> [Required task]:
Extract each record and reproduce it exactly.

> [Information supplied]:
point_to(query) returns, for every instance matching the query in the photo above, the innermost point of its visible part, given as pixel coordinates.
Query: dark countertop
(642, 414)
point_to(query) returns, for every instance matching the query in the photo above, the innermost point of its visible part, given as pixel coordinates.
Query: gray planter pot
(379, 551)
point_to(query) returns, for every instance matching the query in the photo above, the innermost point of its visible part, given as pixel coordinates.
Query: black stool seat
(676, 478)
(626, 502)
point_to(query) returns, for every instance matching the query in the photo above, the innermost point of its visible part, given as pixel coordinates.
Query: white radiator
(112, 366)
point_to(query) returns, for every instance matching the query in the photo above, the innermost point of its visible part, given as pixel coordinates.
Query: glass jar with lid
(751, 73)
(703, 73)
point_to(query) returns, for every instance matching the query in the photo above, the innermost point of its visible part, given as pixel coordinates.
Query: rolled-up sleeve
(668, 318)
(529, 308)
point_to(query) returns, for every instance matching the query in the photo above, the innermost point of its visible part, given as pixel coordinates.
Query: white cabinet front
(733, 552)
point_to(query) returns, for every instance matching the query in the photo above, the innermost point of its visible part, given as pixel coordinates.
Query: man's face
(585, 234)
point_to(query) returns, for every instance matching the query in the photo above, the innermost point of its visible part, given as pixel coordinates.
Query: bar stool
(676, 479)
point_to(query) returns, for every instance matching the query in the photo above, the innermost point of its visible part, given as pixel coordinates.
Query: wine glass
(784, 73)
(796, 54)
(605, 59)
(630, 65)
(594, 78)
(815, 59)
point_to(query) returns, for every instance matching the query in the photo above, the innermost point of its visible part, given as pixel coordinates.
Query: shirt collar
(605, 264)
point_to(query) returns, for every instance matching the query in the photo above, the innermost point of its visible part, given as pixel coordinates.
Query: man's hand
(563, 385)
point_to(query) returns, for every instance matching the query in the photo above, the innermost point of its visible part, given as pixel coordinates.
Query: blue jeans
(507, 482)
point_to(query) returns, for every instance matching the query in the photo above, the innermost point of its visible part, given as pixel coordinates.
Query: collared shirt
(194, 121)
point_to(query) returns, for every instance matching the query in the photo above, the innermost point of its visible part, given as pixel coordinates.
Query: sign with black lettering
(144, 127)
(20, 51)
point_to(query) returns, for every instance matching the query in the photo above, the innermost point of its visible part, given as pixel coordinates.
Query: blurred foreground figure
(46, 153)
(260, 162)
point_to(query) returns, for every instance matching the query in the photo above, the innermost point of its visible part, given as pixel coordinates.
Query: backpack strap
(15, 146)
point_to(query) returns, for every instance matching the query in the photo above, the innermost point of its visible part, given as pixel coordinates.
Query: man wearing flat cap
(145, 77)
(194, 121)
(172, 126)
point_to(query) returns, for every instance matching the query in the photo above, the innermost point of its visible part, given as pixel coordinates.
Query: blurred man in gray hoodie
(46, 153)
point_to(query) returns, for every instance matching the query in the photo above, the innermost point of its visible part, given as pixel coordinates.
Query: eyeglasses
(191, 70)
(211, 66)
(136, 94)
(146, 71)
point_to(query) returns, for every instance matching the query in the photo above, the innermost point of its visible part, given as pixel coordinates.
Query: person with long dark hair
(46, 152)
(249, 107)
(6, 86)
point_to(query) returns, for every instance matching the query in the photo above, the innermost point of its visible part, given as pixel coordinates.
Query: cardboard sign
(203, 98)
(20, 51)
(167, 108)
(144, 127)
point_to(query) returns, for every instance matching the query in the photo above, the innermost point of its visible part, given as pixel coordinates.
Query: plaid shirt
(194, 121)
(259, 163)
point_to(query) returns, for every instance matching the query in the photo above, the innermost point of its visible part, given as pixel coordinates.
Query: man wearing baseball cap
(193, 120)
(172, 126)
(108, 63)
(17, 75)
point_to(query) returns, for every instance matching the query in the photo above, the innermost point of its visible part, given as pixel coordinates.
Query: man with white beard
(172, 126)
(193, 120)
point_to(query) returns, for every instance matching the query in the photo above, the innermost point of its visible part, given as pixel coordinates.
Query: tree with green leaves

> [Answer below]:
point_to(query) returns, for every instance matching the query in the photo above, the innermost point of its visible part, given as pixel coordinates.
Query: dark countertop
(642, 414)
point_to(query) returns, for every instance matching the query in the photo above, the innermost point of its visible part, given as pixel coordinates.
Query: gray planter pot
(379, 551)
point_to(query) returns, for every instance matching the query in the photo above, the innermost point of its visible part, given as pixel coordinates.
Query: black stool seat
(676, 478)
(626, 502)
point_to(query) returns, for every instance matching the query in the photo above, the innermost point of its visible part, given as pixel coordinates.
Query: white radiator
(112, 366)
point_to(query) returns, for every instance matching the query in the photo above, the innermost point of its visible part, given as pixel coordinates.
Query: glass jar with lid
(751, 73)
(703, 73)
point_to(query) returns, for every instance matching the query in the photo above, the innermost point of its visible part, given as pixel coordinates.
Query: rolled-up sleeve
(668, 318)
(529, 308)
point_to(query) returns, for every instance matching the query in the photo above, the innermost point of its visible part, given as pixel coordinates.
Query: white cabinet front
(733, 552)
point_to(query) returns, for every instance matching the query in the photo above, the innermost point of its visible part, given as pixel coordinates.
Query: man's face
(585, 234)
point_to(query) returns, for every instance matching the query in the photo above, the innermost point of its visible part, given as pixel coordinates.
Query: bar stool
(676, 479)
point_to(query) returns, for every instance matching the query in the photo above, the innermost point of its visible part, given as pixel coordinates.
Query: wine glass
(784, 73)
(796, 54)
(605, 59)
(630, 65)
(594, 78)
(815, 59)
point_to(query) returns, for every instance matching the query in the photo above, the innermost point of its visible part, given as pixel coordinates.
Query: shirt collar
(605, 264)
point_to(query) returns, for every instance matching the query in the photo above, the innermost point of its visible part, given as pixel coordinates.
Query: man's hand
(563, 385)
point_to(query) returns, for every instance matching the query in the photo above, the innermost point of its visible part, given as pixel coordinates.
Query: blue jeans
(507, 482)
point_to(query) returns, for every instance matching the query in the photo above, the innermost point of its visible part, given as pixel coordinates.
Query: collared shirt
(194, 121)
point_to(query) returns, for every instance matching the query in the photo above, the innermost point of its visible part, given as pixel coordinates.
Query: sign with black lettering
(144, 127)
(20, 51)
point_to(query) returns, for every instance matching the query in the photo above, the innermost point of its visible part, given as pixel coordinates.
Query: blurred foreground figure
(46, 153)
(260, 162)
point_to(query) returns, for every instance matching the query in the photo above, the innermost point of its visible part, given as pixel coordinates.
Query: backpack strap
(15, 146)
point_to(query) returns, for every instance matching the query in the photo above, the innermost point of its visible part, given as pixel coordinates.
Query: man wearing flat cap
(145, 77)
(194, 121)
(172, 126)
point_to(query) returns, for every instance matching the query in the photo above, the innermost point of its visible part, given as pixel coordinates.
Query: blurred man in gray hoodie
(46, 153)
point_to(query) returns, for every instance matching the query in the photo above, the innermost point of its visible part, given as pixel coordinates.
Query: eyeglasses
(191, 70)
(211, 66)
(136, 94)
(146, 71)
point_to(query) returns, for every instance matching the query in the photo above, the innermost point of its visible part, given as pixel coordinates.
Query: person with long dark hair
(46, 152)
(249, 107)
(6, 86)
point_to(query) returns, for every instance matching the query in the photo above, the innermost point of its visible part, given as pixel coordinates.
Query: cardboard sign
(203, 98)
(20, 51)
(167, 108)
(144, 127)
point_to(query) returns, for every instance matching the query in the photo above, the innermost point of its visible part, given as pixel coordinates.
Query: plaid shirt
(194, 121)
(259, 163)
point_to(query) returns, for every instance matching the query in the photo above, the innermost point of its visible part, given as pixel coordinates.
Query: man wearing baseball cap
(193, 120)
(172, 126)
(108, 63)
(17, 75)
point_to(query) returns, for every instance matching the query in the photo above, the innermost point of its visible part, given as pixel coordinates.
Query: man with white beard
(172, 126)
(193, 120)
point_to(query) returns, for every instance matching the query in the photo above, the innermost point of its visible part, given as pixel coordinates.
Query: tree with green leaves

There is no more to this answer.